● **Work task**
In the material below, find the line that contains "The document asks" and the line that contains "box: [154, 128, 232, 171]", then write out exactly those two lines and everything between them.

#### Input data ####

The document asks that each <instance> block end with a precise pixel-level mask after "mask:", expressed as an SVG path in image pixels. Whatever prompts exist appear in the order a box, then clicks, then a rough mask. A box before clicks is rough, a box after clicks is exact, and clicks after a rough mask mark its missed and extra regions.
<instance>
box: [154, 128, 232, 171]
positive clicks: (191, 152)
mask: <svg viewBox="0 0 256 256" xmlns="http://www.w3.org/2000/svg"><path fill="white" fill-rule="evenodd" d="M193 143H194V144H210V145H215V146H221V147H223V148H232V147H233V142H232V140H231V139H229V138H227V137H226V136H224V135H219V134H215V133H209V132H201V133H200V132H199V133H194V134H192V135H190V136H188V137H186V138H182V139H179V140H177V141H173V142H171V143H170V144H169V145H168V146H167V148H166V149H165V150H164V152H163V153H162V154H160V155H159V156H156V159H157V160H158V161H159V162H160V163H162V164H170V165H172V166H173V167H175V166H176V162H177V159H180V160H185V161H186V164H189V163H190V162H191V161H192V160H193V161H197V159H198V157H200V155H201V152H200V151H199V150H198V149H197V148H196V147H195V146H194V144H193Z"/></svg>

####
#### Input data ####

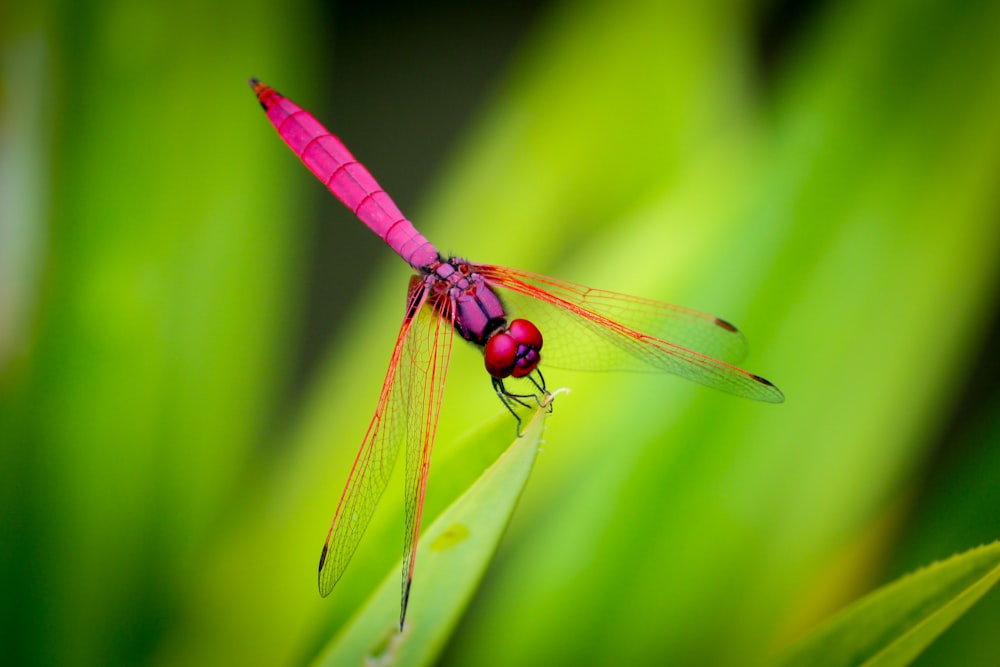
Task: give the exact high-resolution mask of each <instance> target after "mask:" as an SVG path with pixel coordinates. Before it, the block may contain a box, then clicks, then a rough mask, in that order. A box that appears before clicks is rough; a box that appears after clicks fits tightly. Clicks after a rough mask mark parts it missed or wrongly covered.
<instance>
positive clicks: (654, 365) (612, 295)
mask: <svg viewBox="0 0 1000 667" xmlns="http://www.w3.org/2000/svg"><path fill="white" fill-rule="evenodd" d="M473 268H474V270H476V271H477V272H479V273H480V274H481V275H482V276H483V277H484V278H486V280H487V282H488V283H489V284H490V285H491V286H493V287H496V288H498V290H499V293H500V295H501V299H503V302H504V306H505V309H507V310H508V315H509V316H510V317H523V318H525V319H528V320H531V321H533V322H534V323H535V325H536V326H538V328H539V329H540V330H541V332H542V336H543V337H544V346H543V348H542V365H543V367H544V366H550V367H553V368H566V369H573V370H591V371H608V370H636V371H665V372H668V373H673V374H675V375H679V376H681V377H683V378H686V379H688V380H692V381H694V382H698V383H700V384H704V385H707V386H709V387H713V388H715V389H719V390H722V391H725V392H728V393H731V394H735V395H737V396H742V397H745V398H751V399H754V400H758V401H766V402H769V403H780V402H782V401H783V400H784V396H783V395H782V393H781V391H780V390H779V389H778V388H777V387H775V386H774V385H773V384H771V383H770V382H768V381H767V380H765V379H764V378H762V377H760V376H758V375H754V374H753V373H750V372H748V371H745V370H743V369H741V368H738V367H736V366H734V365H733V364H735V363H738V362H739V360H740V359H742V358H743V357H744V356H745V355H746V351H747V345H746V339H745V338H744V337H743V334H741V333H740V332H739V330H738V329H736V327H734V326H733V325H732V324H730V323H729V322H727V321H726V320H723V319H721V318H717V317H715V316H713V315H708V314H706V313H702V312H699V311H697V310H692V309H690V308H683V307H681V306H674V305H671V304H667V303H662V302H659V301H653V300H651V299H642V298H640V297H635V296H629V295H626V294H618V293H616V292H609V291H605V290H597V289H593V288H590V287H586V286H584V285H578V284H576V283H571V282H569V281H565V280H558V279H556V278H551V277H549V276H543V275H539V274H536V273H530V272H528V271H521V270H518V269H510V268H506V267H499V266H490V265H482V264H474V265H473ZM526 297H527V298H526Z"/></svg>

####
#### Input data ####

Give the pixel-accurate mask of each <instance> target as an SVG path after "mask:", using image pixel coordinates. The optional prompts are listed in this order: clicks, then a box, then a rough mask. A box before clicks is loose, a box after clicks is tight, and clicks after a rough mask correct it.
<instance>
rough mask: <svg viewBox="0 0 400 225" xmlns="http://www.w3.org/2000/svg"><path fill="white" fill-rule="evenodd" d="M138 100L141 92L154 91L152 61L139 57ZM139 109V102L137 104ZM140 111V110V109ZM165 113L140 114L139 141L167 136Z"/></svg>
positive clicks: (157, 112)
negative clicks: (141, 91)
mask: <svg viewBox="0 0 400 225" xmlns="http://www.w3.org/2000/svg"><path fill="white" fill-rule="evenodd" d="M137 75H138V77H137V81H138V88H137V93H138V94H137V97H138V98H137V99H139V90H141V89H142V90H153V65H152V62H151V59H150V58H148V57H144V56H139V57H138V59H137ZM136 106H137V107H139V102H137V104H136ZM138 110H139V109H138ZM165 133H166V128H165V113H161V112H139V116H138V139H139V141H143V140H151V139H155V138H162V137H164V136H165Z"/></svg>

####

● **Written solution**
The document asks that each <instance> block end with a precise pixel-level mask after "mask:", expressed as an SVG path in image pixels. Whatever prompts exist appear in the order a box, then clicks, then a rough mask. A box before clicks is rough, a box after clicks is exact, and clicks after a rough mask mark its missed and extra regions.
<instance>
box: [154, 128, 232, 171]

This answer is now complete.